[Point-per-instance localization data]
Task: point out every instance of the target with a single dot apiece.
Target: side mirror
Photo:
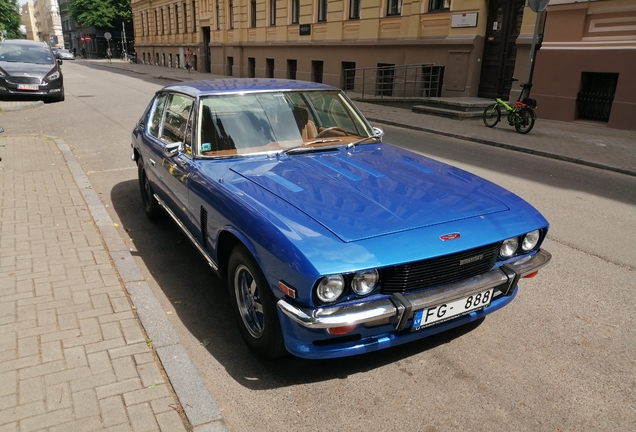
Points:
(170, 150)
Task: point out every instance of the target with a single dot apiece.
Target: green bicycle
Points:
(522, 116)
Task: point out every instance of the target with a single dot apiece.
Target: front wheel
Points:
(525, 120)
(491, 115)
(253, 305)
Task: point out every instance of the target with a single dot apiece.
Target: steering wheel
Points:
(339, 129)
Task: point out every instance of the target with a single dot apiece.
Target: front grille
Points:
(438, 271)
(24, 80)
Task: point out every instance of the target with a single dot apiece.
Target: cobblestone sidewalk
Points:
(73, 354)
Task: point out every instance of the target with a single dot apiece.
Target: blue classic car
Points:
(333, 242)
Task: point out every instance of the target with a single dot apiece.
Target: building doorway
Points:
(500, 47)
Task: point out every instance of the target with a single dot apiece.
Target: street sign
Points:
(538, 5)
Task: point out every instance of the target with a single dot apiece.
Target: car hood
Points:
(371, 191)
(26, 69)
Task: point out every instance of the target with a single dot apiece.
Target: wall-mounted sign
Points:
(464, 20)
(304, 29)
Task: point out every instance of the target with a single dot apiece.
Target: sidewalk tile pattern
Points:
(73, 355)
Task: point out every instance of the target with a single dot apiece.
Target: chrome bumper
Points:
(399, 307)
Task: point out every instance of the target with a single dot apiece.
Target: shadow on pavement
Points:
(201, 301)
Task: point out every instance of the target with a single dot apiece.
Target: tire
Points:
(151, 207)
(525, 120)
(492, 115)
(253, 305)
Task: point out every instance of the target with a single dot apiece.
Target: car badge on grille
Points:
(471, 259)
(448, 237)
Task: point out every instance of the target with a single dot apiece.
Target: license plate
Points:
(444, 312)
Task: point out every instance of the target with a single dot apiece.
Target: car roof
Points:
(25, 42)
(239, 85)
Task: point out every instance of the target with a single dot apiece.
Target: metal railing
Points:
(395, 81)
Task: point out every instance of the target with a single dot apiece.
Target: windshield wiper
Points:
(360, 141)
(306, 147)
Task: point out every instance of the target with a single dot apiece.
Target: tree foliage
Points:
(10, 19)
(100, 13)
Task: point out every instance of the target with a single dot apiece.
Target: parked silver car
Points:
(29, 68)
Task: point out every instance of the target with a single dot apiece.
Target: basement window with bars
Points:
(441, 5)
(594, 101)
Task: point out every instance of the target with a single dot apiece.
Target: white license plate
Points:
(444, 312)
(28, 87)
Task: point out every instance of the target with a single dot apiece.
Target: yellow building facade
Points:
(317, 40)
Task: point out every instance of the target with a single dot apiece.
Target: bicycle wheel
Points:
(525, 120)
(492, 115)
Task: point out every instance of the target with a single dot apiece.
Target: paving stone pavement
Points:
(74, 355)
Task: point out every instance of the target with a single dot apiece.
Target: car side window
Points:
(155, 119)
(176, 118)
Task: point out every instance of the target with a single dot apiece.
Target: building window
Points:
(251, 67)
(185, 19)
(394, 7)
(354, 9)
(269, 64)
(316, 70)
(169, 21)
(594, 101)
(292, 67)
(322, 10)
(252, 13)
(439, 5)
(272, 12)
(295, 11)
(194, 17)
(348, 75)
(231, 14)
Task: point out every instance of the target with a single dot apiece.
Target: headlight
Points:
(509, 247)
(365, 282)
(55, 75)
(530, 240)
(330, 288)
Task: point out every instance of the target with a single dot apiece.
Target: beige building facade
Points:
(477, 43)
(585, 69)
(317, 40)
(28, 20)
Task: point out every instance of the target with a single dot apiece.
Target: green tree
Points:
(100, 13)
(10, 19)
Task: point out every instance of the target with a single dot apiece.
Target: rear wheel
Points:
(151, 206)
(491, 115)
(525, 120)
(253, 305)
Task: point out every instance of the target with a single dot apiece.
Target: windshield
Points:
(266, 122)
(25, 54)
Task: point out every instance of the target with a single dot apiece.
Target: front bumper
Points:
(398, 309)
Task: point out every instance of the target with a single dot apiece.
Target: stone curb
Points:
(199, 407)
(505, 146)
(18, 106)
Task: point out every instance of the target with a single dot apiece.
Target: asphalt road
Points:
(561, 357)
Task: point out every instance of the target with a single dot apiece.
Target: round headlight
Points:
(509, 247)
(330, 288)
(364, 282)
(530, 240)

*WHAT THIS TASK INVOLVES*. Retype all entries exactly, without the images.

*ANSWER AREA*.
Task: point out every instance of the target with a single dot apiece.
Target: side mirror
Photo:
Points:
(170, 150)
Task: point out every instance of the target with a single dot apiece.
Target: green bicycle
Points:
(522, 116)
Task: point out every instance of the target with a single dot apiece.
Target: front wheel
Points:
(525, 120)
(491, 115)
(253, 305)
Task: point out every instance of the target with a single dot apiece.
Target: steering wheel
Points:
(339, 129)
Task: point out every instance of the target with a single dot apiece.
Target: front grille
Points:
(438, 271)
(24, 80)
Task: point out every instance of the target with a single dot apiece.
Target: cobblestone sidewalk
Points:
(73, 354)
Task: point out every instance of the target with a single dot apiece.
Target: blue classic car
Points:
(333, 242)
Task: point out every instance of the target with a single dot apiece.
Target: building doorway
Points:
(500, 47)
Task: point out every instance of the target with a single dot apiece.
Target: street sign
Points:
(538, 5)
Task: point out every instance of the target with a single dot apiece.
Target: car hood
Points:
(371, 191)
(26, 69)
Task: point out every instance of the target with a single dot apiece.
Target: wall-mounted sign
Points:
(464, 20)
(304, 29)
Task: point out every instance of the target with a single dot apiece.
Target: sidewalk tile pattern
Points:
(73, 355)
Task: point out every instance of the target with a single dot apiece.
Target: chrome bumper
Points:
(399, 307)
Task: point out every instance of the target with a single dot apiece.
Target: shadow on pavement
Points:
(201, 301)
Task: point out every instance of the target with a single dot apiece.
Target: tire
Points:
(151, 207)
(525, 120)
(492, 115)
(253, 305)
Task: point out every instance of the target with a single dot apiece.
Target: car badge on grille
Points:
(471, 259)
(448, 237)
Task: point out every instance of the target with a single dot apiece.
Target: license plate
Points:
(444, 312)
Task: point out every instance of the target with a single dot apiece.
Target: car roof
Points:
(25, 42)
(239, 85)
Task: point out every instance of the target with a single dot apiece.
Target: metal railing
Points:
(395, 81)
Task: point out every instance of the target with a single dot apiece.
Target: windshield wiper
Points:
(360, 141)
(306, 147)
Task: point out every instance of the target with a single dot apiece.
Target: tree foliage
Points:
(10, 19)
(100, 13)
Task: point out every instance of the target with a single dot apiece.
Target: parked silver car
Points:
(29, 68)
Task: point out every instance of the target with a single dot apiece.
Target: basement window with bars
Points:
(441, 5)
(594, 101)
Task: point out every instance of the target with a single dot apiece.
Target: white license plate
Points:
(444, 312)
(28, 87)
Task: point out every instance of the target with a single dot apiece.
Target: yellow building facade
Points:
(317, 40)
Task: point out every instance of the target with a single dot apiece.
Target: bicycle wheel
Points:
(525, 120)
(492, 115)
Task: point out every instance of the target with a single dot apiece.
Target: paving stone pavement
Points:
(74, 355)
Task: point out every instance of the target with a single dot apiece.
Target: car side window
Points:
(155, 119)
(176, 118)
Task: point out every instance of the target with a single dot apiece.
Target: building window
Points:
(251, 67)
(185, 19)
(394, 7)
(354, 9)
(269, 64)
(316, 70)
(169, 21)
(594, 101)
(292, 67)
(322, 10)
(252, 13)
(439, 5)
(272, 12)
(295, 11)
(194, 17)
(348, 75)
(231, 14)
Task: point out every instance of the target with a single dot apiece.
Target: headlight
Points:
(509, 247)
(365, 282)
(55, 75)
(530, 240)
(330, 288)
Task: point out every instance of the target with a single dot apiece.
Target: beige building facade
Points:
(477, 43)
(585, 69)
(317, 40)
(28, 20)
Task: point out every instance of the target with a single dot apiece.
Target: green tree
Points:
(100, 13)
(10, 19)
Task: point out every instance of the target with a single dot apiece.
Target: rear wheel
Points:
(151, 206)
(491, 115)
(525, 120)
(253, 305)
Task: point out every instance of the target with a single dot apiece.
Target: windshield
Points:
(266, 122)
(25, 54)
Task: point out every instance of the target with a single dot apiece.
Target: front bumper
Points:
(398, 309)
Task: point out every instance of the target with a single dot apiece.
Target: stone curb
Points:
(199, 407)
(505, 146)
(18, 106)
Task: point out every instance of the target with a single dot apiece.
Target: asphalt road
Points:
(561, 357)
Task: point out every instance of the target with a single dot apiece.
Target: round headlight
Points:
(509, 247)
(330, 288)
(364, 282)
(530, 240)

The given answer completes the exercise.